## Tugas yang Dikerjakan
Sebutkan semua kegiatan yang dilakukan masyarakat Lombok pada hari ketujuh bulan Syawal menurut teks tentang Perang Topat di bawah ini.

## Kutipan Pilihan
Melihat Keunikan Perang Topat di Pulau Lombok

Tinggal hitungan hari lebaran Idul Fitri tiba. Ada banyak keunikan di daerah dalam merayakannya. Juga di Pulau Lombok dengan Perang Topat di hari ketujuh lebaran.

Meski rutin, lebaran di Pulau Lombok tetap menarik.  Bukan acara silaturahminya, tapi ritual lebaran topat (demikian orang Lombok menyebutnya)– yang jatuh  pada hari ketujuh bulan Syawal.

Pada hari itu, masyarakat Lombok mengadakan pesta sangat meriah. Bersama-sama anggota keluarga, mereka mendatangi pusat-pusat peziarahan sekaligus berwisata dengan perbekalan yang nyaris sama; topat (ketupat).

Keadaan ini tidak terlalu tampak pada tanggal 1–6 Syawal. Sebab, umumnya, usai salat Id, mereka hanya ke makam-makam keluarga dan silaturahmi ke tetangga kanan-kiri. Setelah itu, keadaan kembali biasa.

Dari segi keramaian kalah jauh dibanding peringatan Maulid di sana. Pada perayaan Maulid Nabi Muhammad SAW, di Lombok bisa berlangsung selama sebulan penuh dengan intensitas kunjungan yang luar biasa.

## Data Tersimpan
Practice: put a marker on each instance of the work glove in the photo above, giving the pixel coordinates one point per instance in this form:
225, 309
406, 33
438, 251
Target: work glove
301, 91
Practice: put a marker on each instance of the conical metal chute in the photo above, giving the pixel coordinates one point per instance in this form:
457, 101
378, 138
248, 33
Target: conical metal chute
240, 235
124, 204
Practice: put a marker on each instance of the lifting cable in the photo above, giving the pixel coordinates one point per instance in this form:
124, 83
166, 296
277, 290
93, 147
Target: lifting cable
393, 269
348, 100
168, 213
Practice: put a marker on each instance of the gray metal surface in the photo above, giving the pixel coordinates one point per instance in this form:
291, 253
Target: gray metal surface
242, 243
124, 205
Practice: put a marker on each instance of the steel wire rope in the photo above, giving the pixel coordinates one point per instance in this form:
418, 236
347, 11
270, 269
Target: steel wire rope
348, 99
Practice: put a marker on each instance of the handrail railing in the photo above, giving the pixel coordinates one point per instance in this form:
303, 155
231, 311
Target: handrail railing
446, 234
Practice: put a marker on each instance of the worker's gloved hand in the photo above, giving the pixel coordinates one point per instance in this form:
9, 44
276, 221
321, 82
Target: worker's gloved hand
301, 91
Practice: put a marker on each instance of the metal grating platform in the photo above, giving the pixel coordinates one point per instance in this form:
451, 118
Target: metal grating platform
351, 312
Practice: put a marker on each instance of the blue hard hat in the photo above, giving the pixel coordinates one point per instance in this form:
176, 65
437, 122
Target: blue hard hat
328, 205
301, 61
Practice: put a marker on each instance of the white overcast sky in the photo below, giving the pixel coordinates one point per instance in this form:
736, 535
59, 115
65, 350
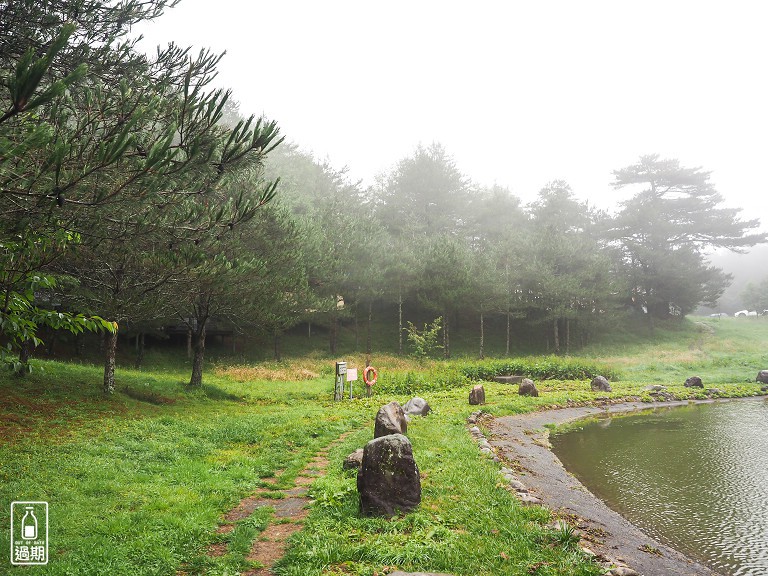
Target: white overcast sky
520, 93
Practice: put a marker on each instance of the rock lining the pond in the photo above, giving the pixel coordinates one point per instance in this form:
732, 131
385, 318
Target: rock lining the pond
508, 379
399, 573
390, 419
416, 407
600, 384
527, 388
694, 382
477, 395
354, 461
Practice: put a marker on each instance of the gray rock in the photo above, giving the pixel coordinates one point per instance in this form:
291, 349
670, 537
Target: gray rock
416, 407
399, 573
694, 382
527, 388
390, 420
600, 384
477, 395
527, 499
623, 571
354, 461
388, 481
508, 379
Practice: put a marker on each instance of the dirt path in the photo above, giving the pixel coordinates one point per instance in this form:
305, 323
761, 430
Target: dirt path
522, 442
287, 518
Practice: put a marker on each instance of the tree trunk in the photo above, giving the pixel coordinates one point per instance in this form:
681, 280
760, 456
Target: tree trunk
482, 335
400, 322
278, 355
446, 338
368, 335
110, 351
25, 352
78, 345
509, 322
357, 332
139, 350
332, 333
197, 361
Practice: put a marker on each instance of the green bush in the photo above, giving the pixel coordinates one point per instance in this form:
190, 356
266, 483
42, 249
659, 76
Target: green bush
538, 368
418, 382
447, 376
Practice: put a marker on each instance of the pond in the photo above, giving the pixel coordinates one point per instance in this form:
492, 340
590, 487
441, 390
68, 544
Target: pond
694, 477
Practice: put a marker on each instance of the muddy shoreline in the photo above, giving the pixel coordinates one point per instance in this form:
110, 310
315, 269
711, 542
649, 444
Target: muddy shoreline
522, 440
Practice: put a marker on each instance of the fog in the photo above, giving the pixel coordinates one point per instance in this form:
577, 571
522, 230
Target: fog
519, 93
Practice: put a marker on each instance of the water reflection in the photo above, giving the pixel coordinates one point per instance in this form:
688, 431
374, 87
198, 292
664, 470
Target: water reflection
695, 477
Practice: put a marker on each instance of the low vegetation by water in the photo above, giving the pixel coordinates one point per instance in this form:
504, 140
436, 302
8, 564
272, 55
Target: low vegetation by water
137, 483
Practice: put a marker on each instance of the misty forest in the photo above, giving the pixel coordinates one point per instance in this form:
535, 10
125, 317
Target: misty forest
135, 194
141, 208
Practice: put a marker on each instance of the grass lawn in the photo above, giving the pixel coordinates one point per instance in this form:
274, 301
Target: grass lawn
137, 484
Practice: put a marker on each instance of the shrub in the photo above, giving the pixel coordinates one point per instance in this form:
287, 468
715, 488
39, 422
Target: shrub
538, 368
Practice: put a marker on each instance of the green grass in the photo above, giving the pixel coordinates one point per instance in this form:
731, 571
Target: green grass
137, 483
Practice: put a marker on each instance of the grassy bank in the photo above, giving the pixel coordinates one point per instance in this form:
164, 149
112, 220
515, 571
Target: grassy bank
137, 483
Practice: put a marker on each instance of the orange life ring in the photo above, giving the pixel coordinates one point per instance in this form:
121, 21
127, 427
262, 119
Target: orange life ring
370, 381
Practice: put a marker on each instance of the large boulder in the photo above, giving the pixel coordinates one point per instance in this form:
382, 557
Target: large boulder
694, 382
477, 395
600, 384
416, 407
390, 420
388, 481
527, 388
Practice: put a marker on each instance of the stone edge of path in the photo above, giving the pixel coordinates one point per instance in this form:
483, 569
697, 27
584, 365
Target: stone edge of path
270, 545
520, 444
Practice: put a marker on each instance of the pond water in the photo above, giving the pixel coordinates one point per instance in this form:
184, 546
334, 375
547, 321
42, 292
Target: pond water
694, 477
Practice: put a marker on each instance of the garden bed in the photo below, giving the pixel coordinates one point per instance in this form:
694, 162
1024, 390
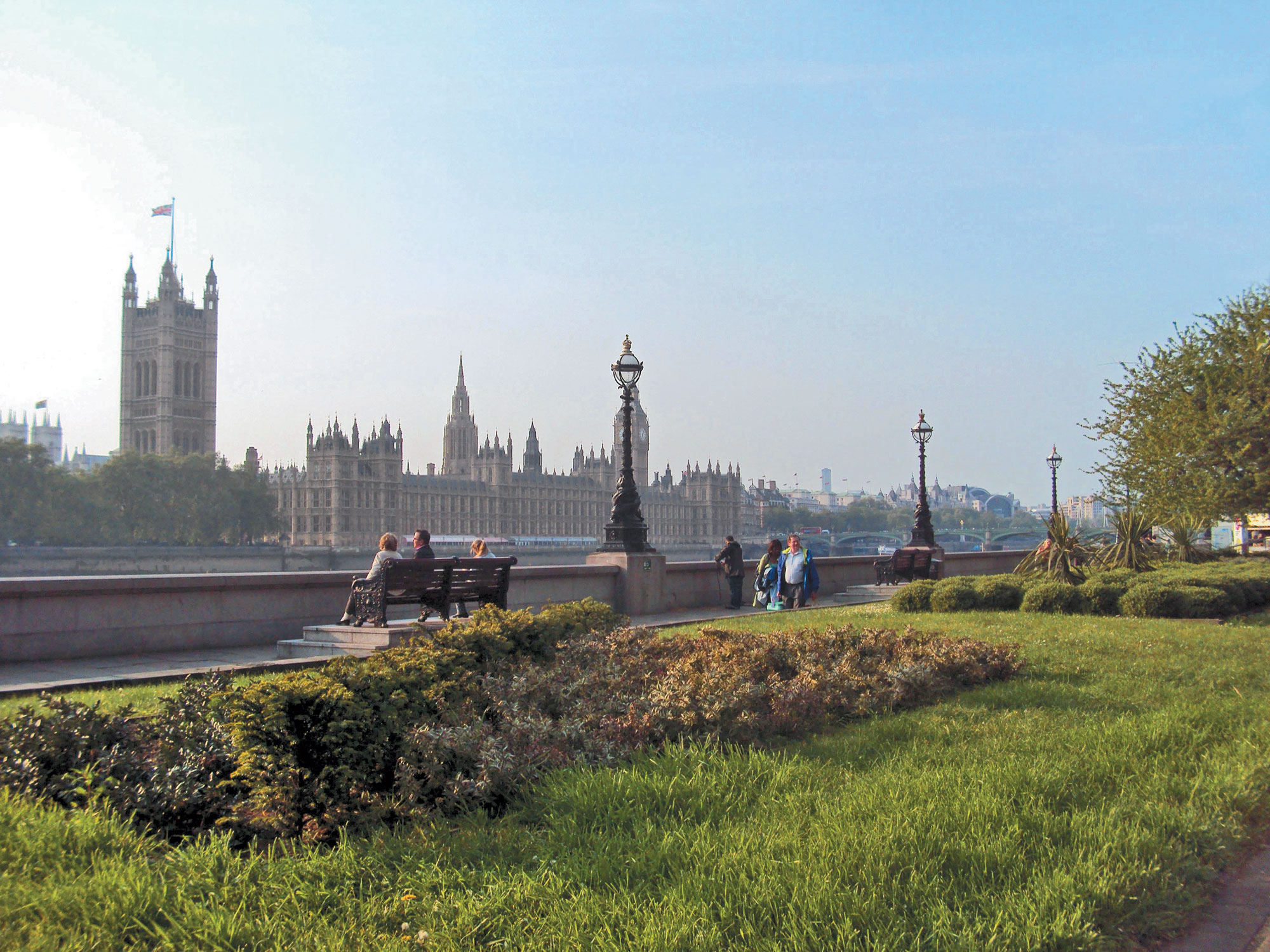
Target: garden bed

## Jawaban Latihan
- Mengadakan pesta yang sangat meriah.
- Mendatangi pusat-pusat peziarahan bersama anggota keluarga.
- Berwisata bersama anggota keluarga.
- Membawa perbekalan berupa topat (ketupat).